> **Record excerpts**:
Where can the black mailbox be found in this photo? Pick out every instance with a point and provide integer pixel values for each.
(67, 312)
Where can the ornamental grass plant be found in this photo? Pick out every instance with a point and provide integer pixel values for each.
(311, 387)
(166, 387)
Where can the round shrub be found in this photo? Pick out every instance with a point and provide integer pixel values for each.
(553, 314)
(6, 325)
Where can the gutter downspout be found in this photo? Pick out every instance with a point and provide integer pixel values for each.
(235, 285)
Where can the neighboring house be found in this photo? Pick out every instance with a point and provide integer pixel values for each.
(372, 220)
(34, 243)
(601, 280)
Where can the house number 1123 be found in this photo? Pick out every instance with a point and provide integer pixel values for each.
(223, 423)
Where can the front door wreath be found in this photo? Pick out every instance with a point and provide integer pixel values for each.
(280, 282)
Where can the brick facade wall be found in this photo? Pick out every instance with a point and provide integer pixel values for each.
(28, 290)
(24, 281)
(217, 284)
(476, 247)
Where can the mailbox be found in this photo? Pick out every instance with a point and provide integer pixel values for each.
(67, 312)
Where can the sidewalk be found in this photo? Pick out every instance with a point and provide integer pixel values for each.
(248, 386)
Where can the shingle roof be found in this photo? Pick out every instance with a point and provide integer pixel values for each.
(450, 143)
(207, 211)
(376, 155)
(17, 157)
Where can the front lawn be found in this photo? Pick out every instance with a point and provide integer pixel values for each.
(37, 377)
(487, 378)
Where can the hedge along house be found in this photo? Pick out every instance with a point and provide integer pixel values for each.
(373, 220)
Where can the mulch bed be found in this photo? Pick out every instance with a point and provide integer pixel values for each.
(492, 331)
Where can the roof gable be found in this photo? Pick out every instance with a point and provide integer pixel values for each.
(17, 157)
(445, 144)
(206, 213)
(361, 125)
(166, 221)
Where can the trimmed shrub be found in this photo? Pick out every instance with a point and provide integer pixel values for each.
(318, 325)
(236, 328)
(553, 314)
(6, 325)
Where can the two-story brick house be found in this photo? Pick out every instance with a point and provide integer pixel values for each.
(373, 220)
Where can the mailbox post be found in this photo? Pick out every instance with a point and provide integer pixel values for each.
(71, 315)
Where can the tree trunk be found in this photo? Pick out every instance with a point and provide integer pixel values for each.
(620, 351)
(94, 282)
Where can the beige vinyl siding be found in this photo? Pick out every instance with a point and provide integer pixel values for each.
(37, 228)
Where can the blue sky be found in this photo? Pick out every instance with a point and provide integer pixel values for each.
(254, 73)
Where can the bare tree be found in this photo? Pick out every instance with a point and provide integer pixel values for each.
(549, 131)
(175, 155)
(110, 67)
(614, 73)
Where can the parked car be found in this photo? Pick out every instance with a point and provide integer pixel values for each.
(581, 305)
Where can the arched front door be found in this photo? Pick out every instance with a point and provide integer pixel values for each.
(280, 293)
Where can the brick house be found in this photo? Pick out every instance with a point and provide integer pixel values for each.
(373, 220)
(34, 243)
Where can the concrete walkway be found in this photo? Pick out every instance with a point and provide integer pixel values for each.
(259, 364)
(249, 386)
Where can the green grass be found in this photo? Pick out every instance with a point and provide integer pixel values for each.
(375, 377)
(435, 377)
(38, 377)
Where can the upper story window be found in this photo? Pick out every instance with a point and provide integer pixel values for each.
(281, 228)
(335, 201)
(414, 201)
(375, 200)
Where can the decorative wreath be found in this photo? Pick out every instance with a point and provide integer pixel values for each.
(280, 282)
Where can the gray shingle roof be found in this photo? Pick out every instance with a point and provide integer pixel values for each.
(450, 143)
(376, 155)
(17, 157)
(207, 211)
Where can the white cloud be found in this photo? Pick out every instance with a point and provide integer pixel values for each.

> **Task statement**: Nothing in the data should be altered; please repeat it exactly.

> **Written response**:
Where can the black mailbox be found in this photo? Pick out every instance with a point and provide integer pixel values for each.
(67, 312)
Where can the ornamental grass plant be found in this photo? Pick out every instance with a point and provide integer pixel values for each.
(311, 387)
(166, 387)
Where can the round shrub be found in this photo? Pick out every instance with a point and provide integer pixel values for each.
(553, 314)
(6, 325)
Where can the gutter downspout be found in this photo? Pick out every instance with a point and provide integer pixel values for each.
(235, 285)
Where can the neighboring house be found in this photo? Pick out every instance with a point and provide integer pixel values for each.
(372, 220)
(34, 243)
(601, 280)
Where can the house number 1123 be found in this photo? Pick out every instance with a point and provide integer pixel values for each.
(223, 423)
Where can the front door wreath be found in this photo? Pick out every instance with a point and provide integer pixel values for each.
(280, 282)
Where can the brick facade wall be found in this photo? Pick out every instance with a point and provide integer pixel values for each.
(28, 290)
(24, 281)
(217, 284)
(476, 247)
Where can the mailbox be found in this photo? Pick out every instance with a point and provide integer pixel values for each.
(67, 312)
Where can the sidewalk be found in this photo? Pick out every instance with a point and provide integer pixel values for each.
(248, 386)
Where can the shingle roof be found in this photo? Pick out every instance with a point and provide integer pixel values for each.
(450, 143)
(207, 211)
(376, 155)
(17, 157)
Where can the front lawn be found in this photo? Pick out every instance with a point and provide integer pixel values for each.
(37, 377)
(487, 378)
Where can the hedge along house be found in this photo? Pick out every instance with a point and provide integer pixel values for each.
(373, 220)
Where can the mulch bed be found in this photo? Pick out every instance with a point and provide integer pixel values for each.
(492, 331)
Where can the roof gable be found in this photo? Pick out every instance with a point and provide integer pixel values for each.
(17, 157)
(445, 144)
(206, 213)
(361, 125)
(166, 221)
Where can the trimmed shrub be found in this photo? Pick out every instance with a point and provide integer pixel values for each.
(318, 325)
(236, 328)
(553, 314)
(6, 325)
Where can the two-story brick house be found in this photo? Pick out every instance with a point and provide integer pixel values for each.
(373, 220)
Where can the mailbox post be found in this photo? Pick out every instance with a point and provide integer pixel values for each.
(71, 315)
Where can the tree trunk be found in this photo? Pick out every instance with a point and provide integer pixel values for each.
(620, 351)
(94, 282)
Where can the beige vinyl siding be found in this photo? Pick out every instance with a point and provide integer pixel values for each.
(37, 228)
Where can the blue sky be found in this photo? Pick out every instance with a point and provide integer pixel values for each.
(254, 73)
Where can the bare tree be found in this photo? Pick out every instance with a point and provide integer pixel values for each.
(549, 131)
(175, 155)
(110, 67)
(614, 73)
Where can the parked car be found in this photo? Pick out every instance with a point and provide integer pixel values for each.
(581, 305)
Where can the arched front door be found in this photo? Pick out every instance with a point and provide integer pixel values for each.
(280, 293)
Where can the brick house be found in this photo? Pick out every instance with a point and provide integer pixel values for each.
(373, 220)
(34, 243)
Where can the concrete walkway be found in this photo? Pick out every instance with a point and provide integer pixel values for each.
(259, 364)
(249, 386)
Where can the green grass be found in this photo? Pick out every instance with a point and provide integer pixel values for each.
(375, 377)
(435, 377)
(38, 377)
Where can the upper story window be found in this photo? Pick out every instance with a point and provide integer pixel values for each.
(281, 228)
(335, 201)
(414, 201)
(375, 200)
Where can the decorative wreath be found in this photo? Pick out every instance with a point and provide integer pixel values for each.
(280, 282)
Where can the gray shingle roof be found in this photo? Pick out every instance with a point and provide integer pixel values for each.
(450, 143)
(376, 155)
(17, 157)
(207, 211)
Where can the white cloud be found in this photo? Pick out every instance with a point and provide integer pixel values for each.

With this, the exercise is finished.